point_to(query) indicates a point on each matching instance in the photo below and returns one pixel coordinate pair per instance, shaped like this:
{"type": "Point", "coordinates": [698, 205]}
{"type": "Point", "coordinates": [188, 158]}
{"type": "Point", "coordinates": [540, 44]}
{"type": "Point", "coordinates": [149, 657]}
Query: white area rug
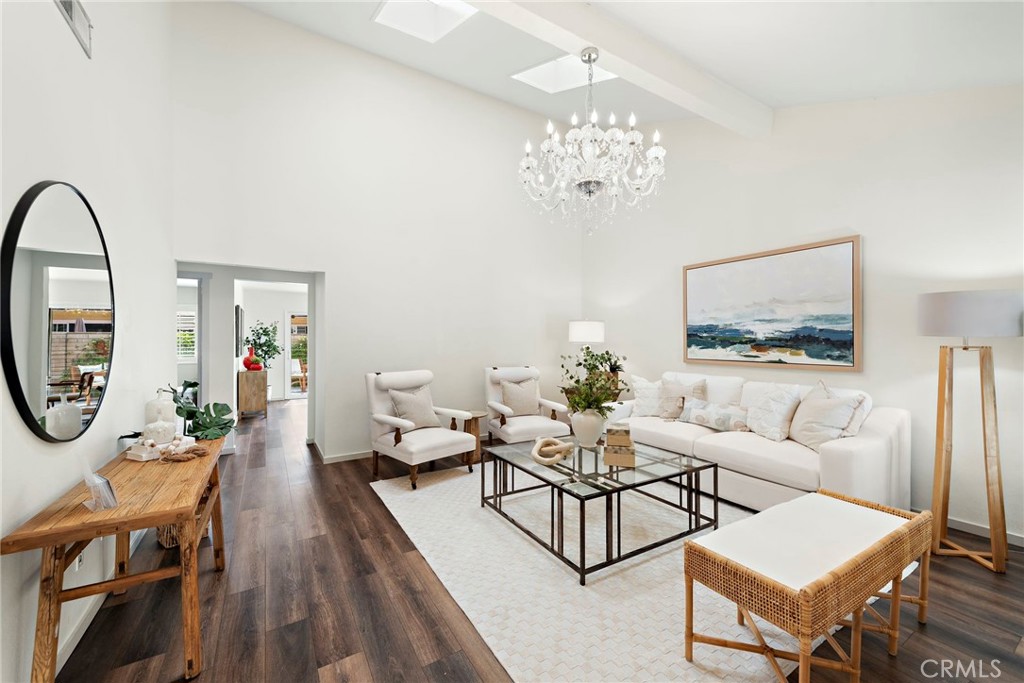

______

WHAT IS BEING ASKED -> The listing is to be repeated word for word, with all pictures omitted.

RESPONSE TO THE EXERCISE ->
point_to(query) indicates a point on each matching instance in the photo below and returns one pixel coordinate pair per instance, shaped like this:
{"type": "Point", "coordinates": [698, 205]}
{"type": "Point", "coordinates": [188, 158]}
{"type": "Point", "coordinates": [540, 44]}
{"type": "Point", "coordinates": [149, 657]}
Query: white area rug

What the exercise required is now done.